- DOCUMENT EXTRACT
----------------------------------------

We will get the following results:

I emphasized the calculated fields above. Our query did not calculate them, they were considered to be just a part of the table since they are calculated fields.

One thing to keep in mind about calculated fields is that they are difficult to modify. You have to DROP the field and then ADD it back with the same name. This can change the order of fields in your query if you use SELECT *. It can also affect any triggers you may have which rely on the fields being in a certain order.

Also keep in mind any overhead that calculated fields may produce. It’s a good idea to use them for absolutely basic, atomic information, such as what I presented above. Complex calculations could become taxing to your queries.

SQL joins are a crucial part of anything more than the simplest of queries. Many programmers who do not fully comprehend SQL joins end up writing bloated software which will pull information from one table, store it, then run another query to get the information they want to join on. They then use code to process the join. It is much more efficient to have the SQL server handle the joining and processing of these records for you than to create custom code which ties tables together.

Let’s use these tables as an example.

----------------------------------------

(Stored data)
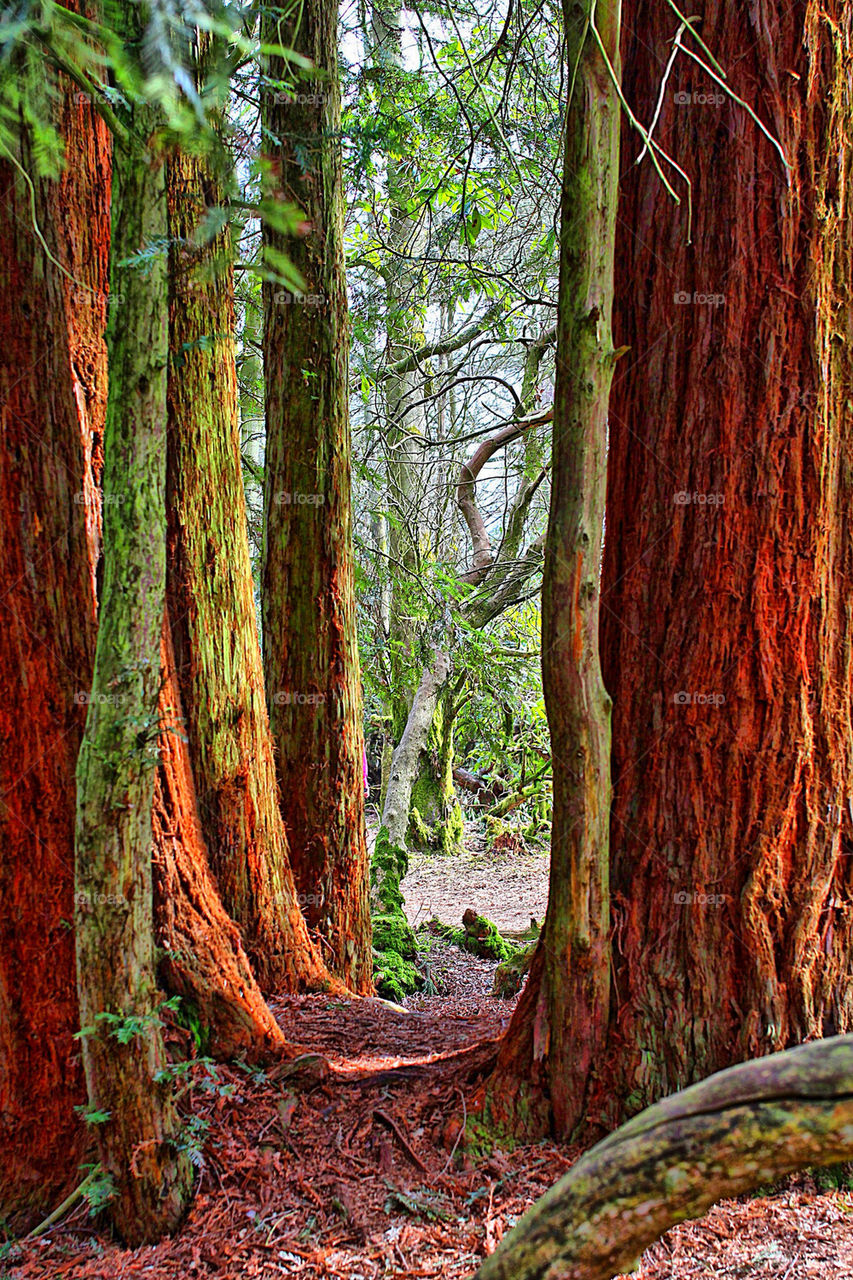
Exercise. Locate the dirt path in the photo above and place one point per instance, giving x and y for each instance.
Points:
(506, 888)
(354, 1180)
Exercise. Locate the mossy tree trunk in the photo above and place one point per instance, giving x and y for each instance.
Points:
(310, 648)
(436, 816)
(53, 376)
(200, 952)
(122, 1042)
(211, 602)
(555, 1040)
(728, 571)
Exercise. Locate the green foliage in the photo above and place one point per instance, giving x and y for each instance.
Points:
(395, 933)
(395, 978)
(419, 1202)
(99, 1188)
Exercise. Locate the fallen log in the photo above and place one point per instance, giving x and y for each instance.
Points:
(731, 1133)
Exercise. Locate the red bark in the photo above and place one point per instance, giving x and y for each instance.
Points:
(201, 954)
(308, 579)
(726, 594)
(53, 378)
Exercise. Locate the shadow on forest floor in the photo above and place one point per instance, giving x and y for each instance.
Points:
(352, 1179)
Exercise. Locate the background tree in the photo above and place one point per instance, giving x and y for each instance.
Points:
(560, 1025)
(726, 580)
(123, 1052)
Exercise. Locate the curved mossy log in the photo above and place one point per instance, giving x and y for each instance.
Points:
(734, 1132)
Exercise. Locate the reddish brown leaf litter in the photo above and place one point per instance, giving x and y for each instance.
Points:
(350, 1178)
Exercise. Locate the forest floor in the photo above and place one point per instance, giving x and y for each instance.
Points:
(354, 1178)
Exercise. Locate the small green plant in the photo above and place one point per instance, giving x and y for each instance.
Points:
(99, 1188)
(127, 1027)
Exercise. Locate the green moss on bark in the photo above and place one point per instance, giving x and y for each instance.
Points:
(395, 933)
(393, 977)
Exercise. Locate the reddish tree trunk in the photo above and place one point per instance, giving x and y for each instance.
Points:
(728, 590)
(310, 647)
(555, 1042)
(201, 955)
(213, 608)
(53, 385)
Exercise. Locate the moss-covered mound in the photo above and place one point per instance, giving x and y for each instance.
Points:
(395, 978)
(510, 974)
(395, 933)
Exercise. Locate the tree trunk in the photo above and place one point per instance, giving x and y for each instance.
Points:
(310, 647)
(728, 588)
(436, 819)
(53, 369)
(213, 606)
(123, 1050)
(559, 1029)
(389, 859)
(725, 1137)
(201, 955)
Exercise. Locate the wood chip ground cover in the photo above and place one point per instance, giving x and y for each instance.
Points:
(352, 1179)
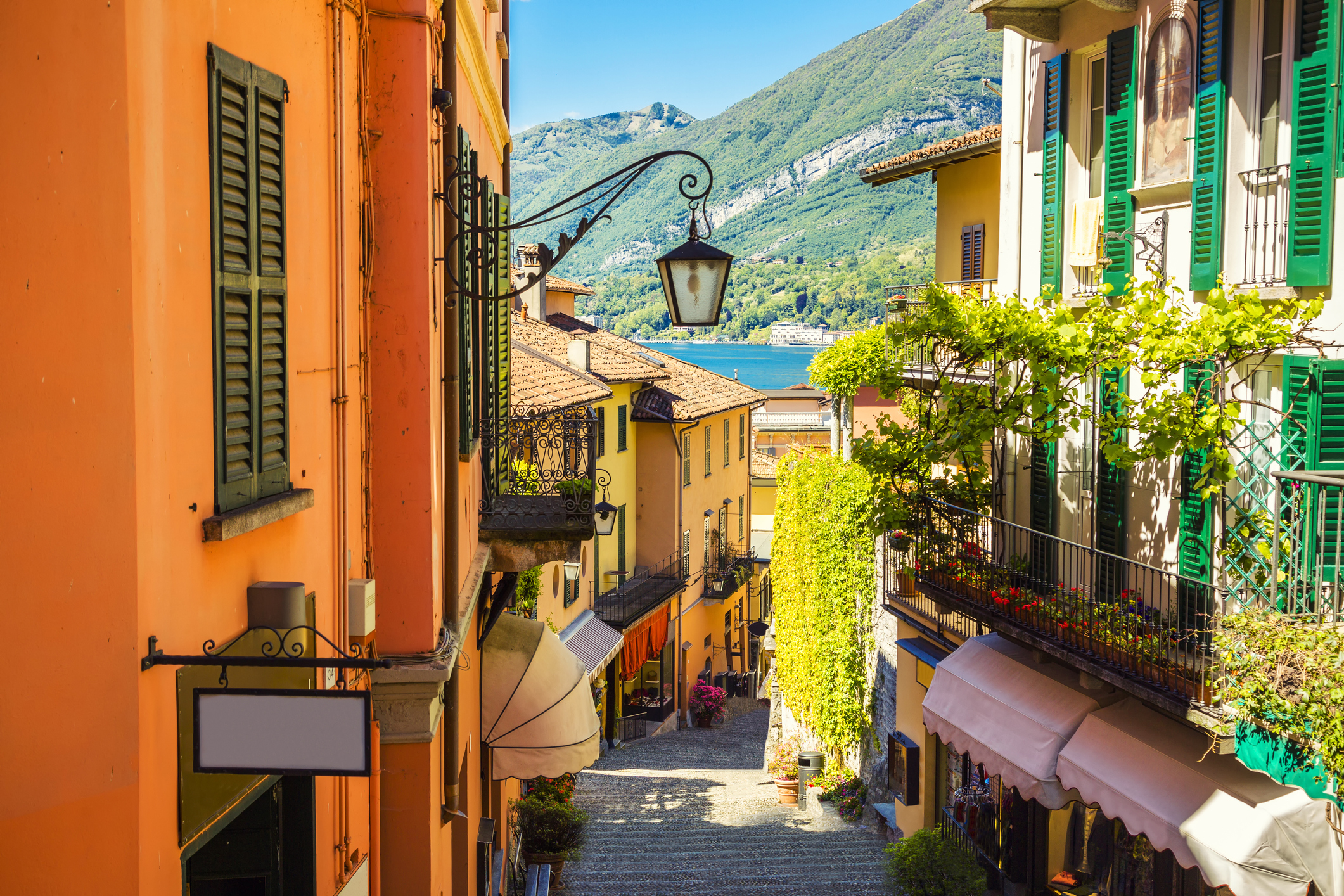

----------------------------------------

- TASKS AND EXERCISES
1/ Decide whether each statement below agrees with the passage on calculated fields and SQL joins, answering yes or no and quoting the words of the passage that settle it. (a) Changing a calculated field means dropping it and then adding it back under the same name. (b) The passage recommends calculated fields for complex calculations. (c) The passage calls it more efficient to tie tables together with custom code than to let the SQL server do the joining.
2/ According to the passage on calculated fields and SQL joins, what can change in a query that uses SELECT * after a calculated field is dropped and added back?

- THE ANSWERS
1/
(a) Yes: "You have to DROP the field and then ADD it back with the same name."
(b) No: "Complex calculations could become taxing to your queries."
(c) No: "It is much more efficient to have the SQL server handle the joining and processing of these records for you than to create custom code which ties tables together."

2/ The order of fields in the query can change.